* _Directions_
1: In the Myanmar investment text, whom does Hillary Clinton plan to meet on Thursday?
2: Please write the next part of the Myanmar investment text, picking up after its final sentence.

* _Text to read_
====================

Via The Wall Street Journal, an interesting article on Myanmar and the renewed investor interest as signs of a thaw between its government and Western leaders raise hopes of a possible end to Western sanctions:
For now, the push is confined mainly to Asian companies that aren’t covered by tough sanctions imposed by the U.S. and Europe since the late 1990s to punish Myanmar for its poor human-rights record. Some investors held back because of concerns about risks to their reputations, while others doubted the opportunities were worth pursuing and now are changing their minds.
Meanwhile, Western companies are looking for ways to get back in, though few are willing to discuss plans in public or in depth because of a possible backlash from customers who remain skeptical about recent reforms in the country. U.S. officials say they don’t intend to lift sanctions until they see more changes in Myanmar, including more transparency in the country’s dealings with North Korea.
A visit by U.S. Secretary of State Hillary Clinton this week, the first by a U.S. secretary of state in more than 50 years, has buoyed hopes a rapprochement is in store, and some European diplomats are pressing for looser sanctions at an annual review of their laws in April 2012.
Mrs. Clinton plans to arrive in the capital Naypyitaw on Wednesday and meet former military commander and President Thein Sein on Thursday. She travels to the commercial capital Yangon, formerly known as Rangoon, on Friday, where she will visit dissident Aung San Suu Kyi and leaders of ethnic minorities.

====================

(Pointing and labeling entries)
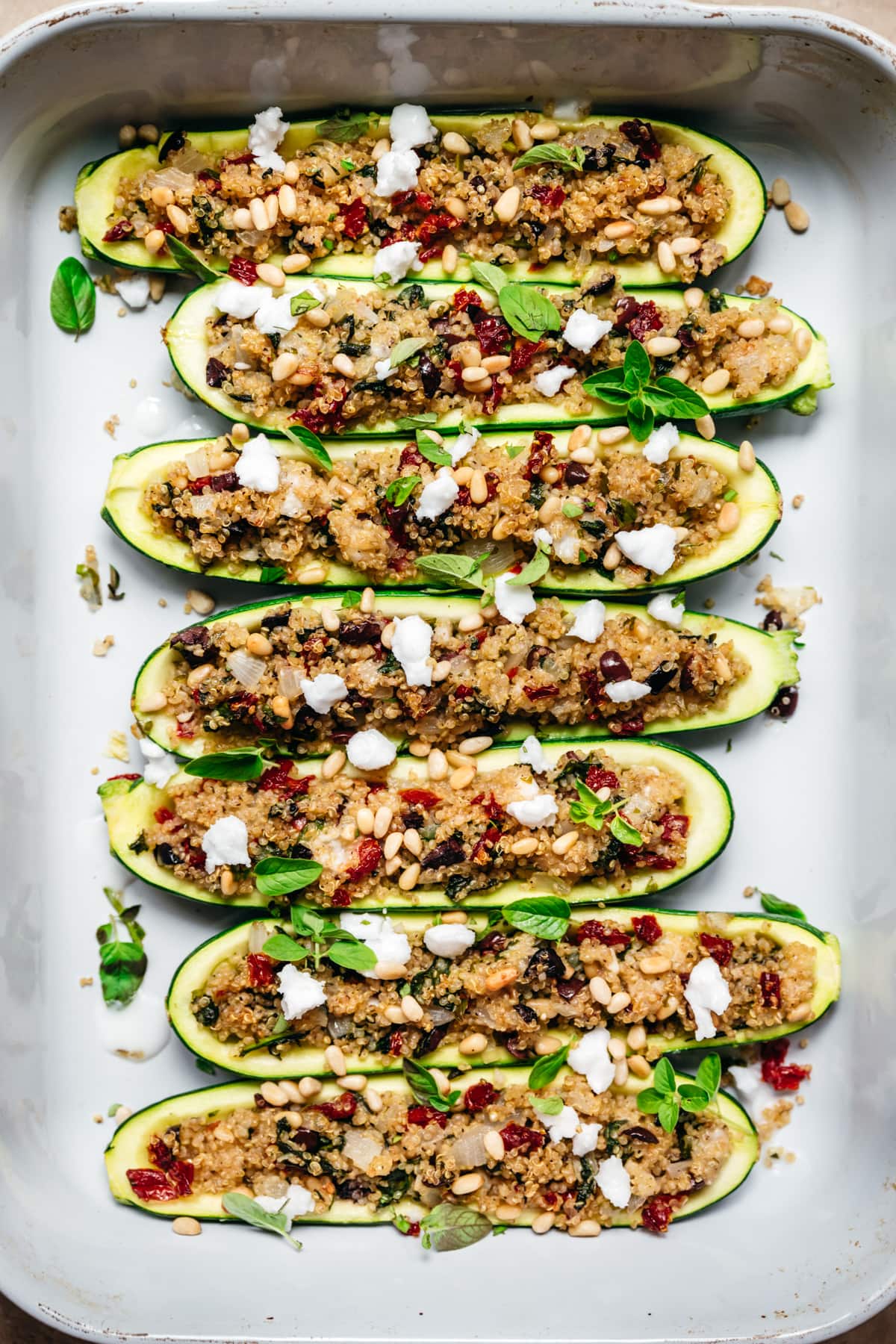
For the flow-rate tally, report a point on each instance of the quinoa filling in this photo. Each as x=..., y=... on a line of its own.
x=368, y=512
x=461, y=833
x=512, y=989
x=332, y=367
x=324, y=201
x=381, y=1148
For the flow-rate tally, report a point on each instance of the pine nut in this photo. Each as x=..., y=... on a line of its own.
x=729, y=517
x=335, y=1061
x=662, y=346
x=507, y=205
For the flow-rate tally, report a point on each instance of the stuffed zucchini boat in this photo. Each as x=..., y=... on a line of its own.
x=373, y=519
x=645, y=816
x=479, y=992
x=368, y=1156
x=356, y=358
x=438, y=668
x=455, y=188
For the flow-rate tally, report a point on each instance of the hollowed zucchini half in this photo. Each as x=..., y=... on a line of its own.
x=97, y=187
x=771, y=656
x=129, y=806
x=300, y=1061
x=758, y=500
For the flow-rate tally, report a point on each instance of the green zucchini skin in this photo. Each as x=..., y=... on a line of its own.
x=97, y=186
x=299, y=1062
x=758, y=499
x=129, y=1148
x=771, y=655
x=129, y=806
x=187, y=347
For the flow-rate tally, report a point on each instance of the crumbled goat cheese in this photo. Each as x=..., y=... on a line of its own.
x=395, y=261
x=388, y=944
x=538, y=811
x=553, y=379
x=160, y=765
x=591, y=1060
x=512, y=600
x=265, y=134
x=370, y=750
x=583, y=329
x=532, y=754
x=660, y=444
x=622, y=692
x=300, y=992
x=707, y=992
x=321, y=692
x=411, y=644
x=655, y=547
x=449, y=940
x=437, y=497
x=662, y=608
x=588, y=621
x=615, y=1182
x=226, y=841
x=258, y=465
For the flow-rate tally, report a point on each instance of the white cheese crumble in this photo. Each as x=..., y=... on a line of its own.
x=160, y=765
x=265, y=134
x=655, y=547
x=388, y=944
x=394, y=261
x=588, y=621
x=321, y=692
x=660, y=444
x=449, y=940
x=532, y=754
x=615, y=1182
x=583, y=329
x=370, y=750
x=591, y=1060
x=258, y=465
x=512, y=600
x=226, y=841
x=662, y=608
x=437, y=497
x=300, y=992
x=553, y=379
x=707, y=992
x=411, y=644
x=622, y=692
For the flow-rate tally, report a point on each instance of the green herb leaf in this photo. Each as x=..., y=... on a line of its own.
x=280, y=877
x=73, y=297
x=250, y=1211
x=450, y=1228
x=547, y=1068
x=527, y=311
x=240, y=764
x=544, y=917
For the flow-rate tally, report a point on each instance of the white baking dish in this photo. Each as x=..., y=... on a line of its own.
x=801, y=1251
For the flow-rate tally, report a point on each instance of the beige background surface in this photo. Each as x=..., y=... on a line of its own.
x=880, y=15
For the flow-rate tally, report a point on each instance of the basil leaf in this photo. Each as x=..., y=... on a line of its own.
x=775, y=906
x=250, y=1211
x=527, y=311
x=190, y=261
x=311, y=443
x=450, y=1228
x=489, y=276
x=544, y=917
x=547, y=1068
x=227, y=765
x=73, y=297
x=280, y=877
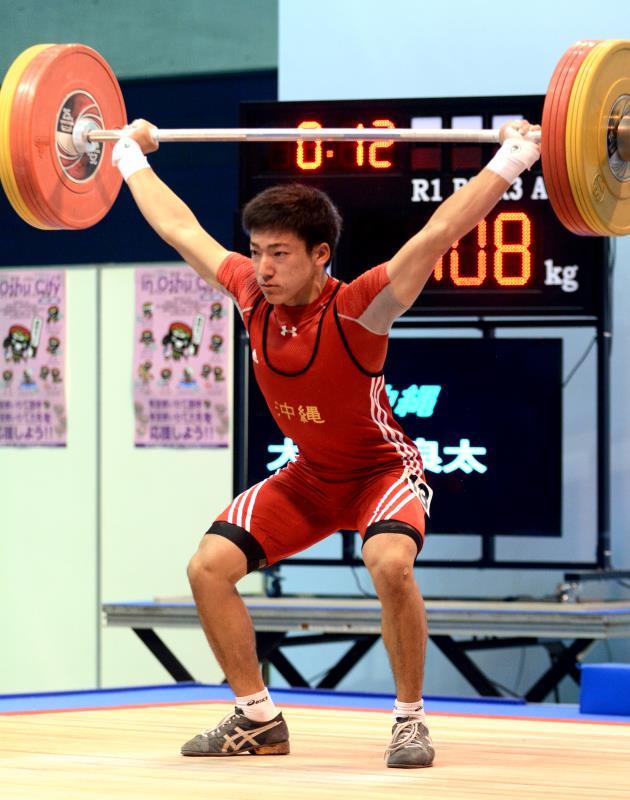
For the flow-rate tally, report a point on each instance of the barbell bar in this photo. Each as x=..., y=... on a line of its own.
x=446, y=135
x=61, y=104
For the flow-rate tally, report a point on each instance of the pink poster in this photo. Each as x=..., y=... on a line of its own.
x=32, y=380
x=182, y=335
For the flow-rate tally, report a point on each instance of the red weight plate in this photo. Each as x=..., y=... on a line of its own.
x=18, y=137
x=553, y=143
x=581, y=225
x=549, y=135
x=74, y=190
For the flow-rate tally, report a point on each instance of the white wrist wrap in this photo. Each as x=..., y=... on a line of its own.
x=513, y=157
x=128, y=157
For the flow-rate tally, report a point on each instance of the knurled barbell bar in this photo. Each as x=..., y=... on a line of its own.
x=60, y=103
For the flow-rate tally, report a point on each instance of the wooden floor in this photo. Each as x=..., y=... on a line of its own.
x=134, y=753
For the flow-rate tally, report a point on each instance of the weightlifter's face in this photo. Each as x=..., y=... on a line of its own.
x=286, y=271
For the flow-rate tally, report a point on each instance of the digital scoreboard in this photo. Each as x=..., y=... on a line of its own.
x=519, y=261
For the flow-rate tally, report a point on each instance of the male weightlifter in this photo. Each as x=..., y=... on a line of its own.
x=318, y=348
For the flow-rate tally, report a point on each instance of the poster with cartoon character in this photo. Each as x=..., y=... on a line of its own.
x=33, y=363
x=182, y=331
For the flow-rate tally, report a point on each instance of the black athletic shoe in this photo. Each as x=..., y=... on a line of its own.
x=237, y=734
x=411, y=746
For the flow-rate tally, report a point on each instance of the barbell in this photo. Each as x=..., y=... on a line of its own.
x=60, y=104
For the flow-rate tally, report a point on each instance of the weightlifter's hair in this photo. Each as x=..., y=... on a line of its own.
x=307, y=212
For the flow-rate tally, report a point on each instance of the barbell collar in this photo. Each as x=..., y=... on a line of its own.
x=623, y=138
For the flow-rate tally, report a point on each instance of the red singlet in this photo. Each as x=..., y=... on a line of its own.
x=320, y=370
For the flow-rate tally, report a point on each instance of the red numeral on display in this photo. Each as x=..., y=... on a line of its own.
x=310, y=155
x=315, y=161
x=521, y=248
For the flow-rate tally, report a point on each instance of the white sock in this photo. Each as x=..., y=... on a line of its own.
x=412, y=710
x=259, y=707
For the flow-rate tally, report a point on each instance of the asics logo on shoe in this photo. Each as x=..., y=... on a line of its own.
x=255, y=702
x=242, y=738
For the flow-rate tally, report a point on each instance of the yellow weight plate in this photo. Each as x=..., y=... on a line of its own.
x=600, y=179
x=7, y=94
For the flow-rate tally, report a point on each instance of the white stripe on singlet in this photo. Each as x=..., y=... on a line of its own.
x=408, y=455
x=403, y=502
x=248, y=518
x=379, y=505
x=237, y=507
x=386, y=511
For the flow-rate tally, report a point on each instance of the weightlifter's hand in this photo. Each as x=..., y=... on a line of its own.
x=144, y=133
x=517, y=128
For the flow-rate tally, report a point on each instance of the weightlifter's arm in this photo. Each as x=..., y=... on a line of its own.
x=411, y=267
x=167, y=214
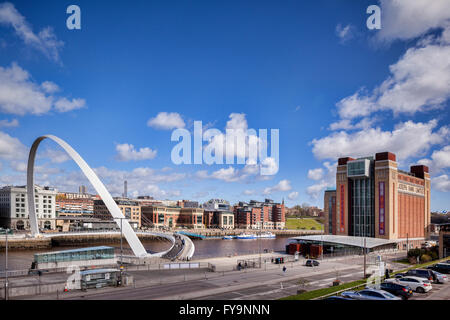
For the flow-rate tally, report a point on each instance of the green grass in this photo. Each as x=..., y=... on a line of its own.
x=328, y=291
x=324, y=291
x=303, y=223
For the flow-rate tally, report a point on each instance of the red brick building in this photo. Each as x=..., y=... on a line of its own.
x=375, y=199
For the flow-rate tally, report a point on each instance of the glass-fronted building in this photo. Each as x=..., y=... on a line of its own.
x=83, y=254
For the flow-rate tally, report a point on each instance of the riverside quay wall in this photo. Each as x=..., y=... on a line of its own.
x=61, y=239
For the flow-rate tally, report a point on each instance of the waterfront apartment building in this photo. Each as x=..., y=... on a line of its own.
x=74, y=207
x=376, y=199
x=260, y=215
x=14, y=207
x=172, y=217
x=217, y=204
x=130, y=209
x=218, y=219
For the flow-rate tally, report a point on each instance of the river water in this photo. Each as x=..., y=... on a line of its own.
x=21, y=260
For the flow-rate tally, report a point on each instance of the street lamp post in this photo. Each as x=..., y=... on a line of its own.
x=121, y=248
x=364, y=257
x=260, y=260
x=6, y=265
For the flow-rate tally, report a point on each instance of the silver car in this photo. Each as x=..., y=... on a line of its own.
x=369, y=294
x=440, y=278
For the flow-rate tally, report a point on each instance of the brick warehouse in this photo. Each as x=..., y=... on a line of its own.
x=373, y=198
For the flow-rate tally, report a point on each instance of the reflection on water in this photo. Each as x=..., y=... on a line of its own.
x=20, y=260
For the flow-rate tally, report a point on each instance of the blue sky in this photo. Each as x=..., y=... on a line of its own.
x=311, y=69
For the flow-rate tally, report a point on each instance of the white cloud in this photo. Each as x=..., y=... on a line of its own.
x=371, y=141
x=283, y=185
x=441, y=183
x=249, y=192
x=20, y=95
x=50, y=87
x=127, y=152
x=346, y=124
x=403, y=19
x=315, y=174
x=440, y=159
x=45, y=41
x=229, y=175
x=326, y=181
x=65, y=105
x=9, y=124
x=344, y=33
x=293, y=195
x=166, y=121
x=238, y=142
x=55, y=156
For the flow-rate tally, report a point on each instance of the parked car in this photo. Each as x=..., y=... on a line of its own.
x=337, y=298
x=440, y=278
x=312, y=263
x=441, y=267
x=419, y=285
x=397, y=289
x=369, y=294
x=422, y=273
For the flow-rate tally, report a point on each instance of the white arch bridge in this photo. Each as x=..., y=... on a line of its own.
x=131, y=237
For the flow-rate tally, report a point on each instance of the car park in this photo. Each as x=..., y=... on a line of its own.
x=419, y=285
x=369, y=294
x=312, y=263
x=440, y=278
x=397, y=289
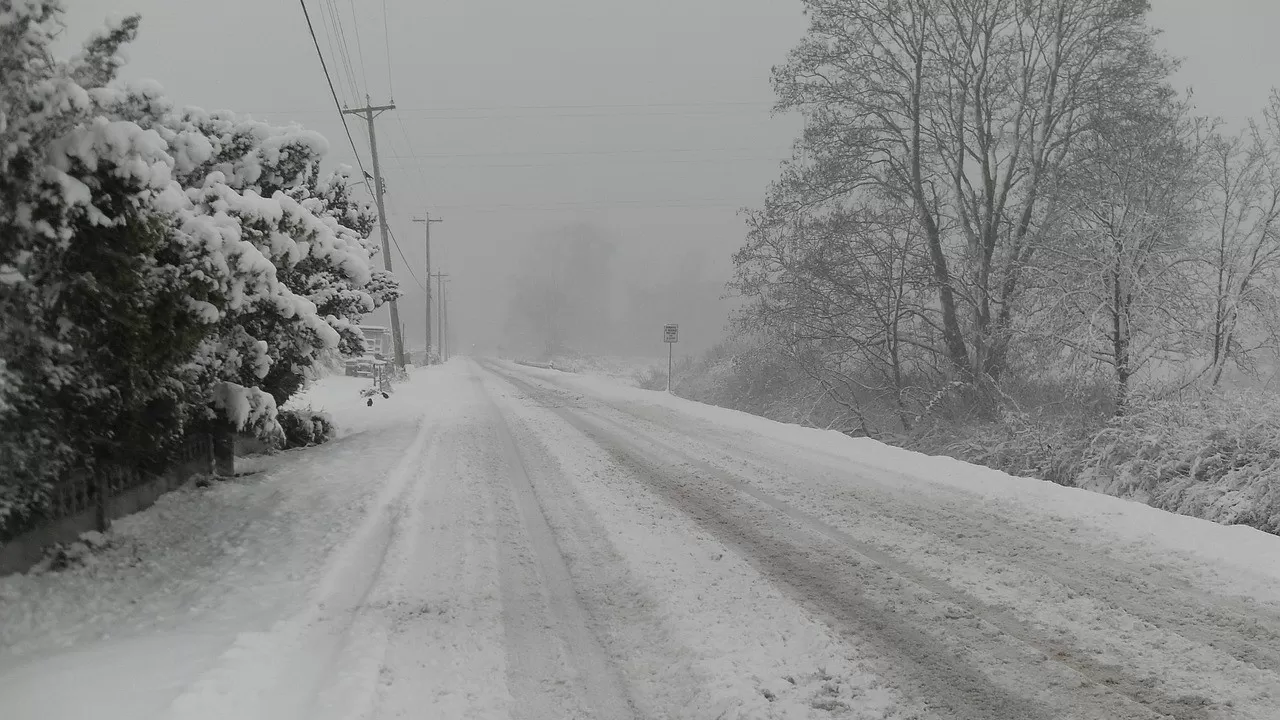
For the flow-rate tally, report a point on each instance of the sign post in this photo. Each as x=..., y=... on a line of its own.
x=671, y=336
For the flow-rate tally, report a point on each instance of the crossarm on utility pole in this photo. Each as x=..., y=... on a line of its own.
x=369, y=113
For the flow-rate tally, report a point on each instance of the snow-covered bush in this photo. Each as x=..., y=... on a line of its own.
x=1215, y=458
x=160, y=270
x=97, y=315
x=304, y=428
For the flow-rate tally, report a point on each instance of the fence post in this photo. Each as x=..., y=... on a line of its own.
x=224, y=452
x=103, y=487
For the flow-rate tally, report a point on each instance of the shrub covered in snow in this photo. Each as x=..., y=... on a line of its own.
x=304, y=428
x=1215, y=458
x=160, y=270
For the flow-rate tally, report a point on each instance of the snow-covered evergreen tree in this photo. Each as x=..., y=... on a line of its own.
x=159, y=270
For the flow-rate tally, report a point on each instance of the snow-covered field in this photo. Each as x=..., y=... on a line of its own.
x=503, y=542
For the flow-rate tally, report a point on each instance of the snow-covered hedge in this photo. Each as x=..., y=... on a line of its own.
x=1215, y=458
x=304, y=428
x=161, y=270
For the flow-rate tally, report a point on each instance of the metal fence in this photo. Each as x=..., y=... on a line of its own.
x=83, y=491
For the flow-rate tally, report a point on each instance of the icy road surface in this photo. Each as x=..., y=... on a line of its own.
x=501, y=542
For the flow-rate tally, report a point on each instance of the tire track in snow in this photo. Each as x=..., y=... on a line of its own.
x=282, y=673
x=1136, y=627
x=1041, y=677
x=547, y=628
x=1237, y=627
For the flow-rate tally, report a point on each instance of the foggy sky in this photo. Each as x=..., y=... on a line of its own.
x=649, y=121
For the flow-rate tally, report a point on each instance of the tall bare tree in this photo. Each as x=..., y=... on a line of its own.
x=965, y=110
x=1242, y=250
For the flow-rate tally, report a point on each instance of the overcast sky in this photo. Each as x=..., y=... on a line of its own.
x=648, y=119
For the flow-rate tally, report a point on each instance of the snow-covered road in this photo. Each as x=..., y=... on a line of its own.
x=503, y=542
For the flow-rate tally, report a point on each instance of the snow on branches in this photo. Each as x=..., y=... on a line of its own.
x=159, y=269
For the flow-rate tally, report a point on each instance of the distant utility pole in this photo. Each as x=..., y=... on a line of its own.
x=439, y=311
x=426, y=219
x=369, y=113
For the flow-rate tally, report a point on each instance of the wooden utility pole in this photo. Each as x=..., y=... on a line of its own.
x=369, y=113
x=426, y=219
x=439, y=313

====================

* _Results by task_
1: Former military commander and President Thein Sein.

2:
Myanmar’s potential is too great for some investors to ignore. One of the last, large frontier markets in Asia, it is rich in oil, gas, timber and gems and has the potential to be a major rice and seafood exporter. Its tourism industry can rely on 900-year old temple complexes and beaches to rival nearby Thailand, which attracts 15 million or more visitors a year. Myanmar also has low manufacturing wages, and Myanmar’s intellectual class speaks English, with a legal system rooted in British common law.
The obstacles, however, are large. Electricity is spotty, roads and ports are crumbling and the financial system is immature.
The landmark Shwedagon Pagoda in Yangon
Precise data on Myanmar are hard to come by and government statistics are treated with skepticism inside and outside the country. The United Nations estimates Myanmar has a population of 50 million, around the size of South Korea. The International Monetary Fund says Myanmar has the second-lowest per capita gross domestic product in Asia adjusted for local purchasing power, after Afghanistan.
Among the Western brands making early inroads: Dutch-British consumer products giant Unilever, which quietly began to sell goods through a distributor in Myanmar late last year. The company’s products were being smuggled in by third parties anyway, according to a spokesman, who said the company sells “soup and soap” in Myanmar via its Thailand operation and doesn’t maintain an office in Myanmar.
Western sanctions mostly bar importing goods from Myanmar, dealing with top leaders and tycoons, and making certain financial transactions. Sales into the country, with the exception of arms, generally aren’t prevented.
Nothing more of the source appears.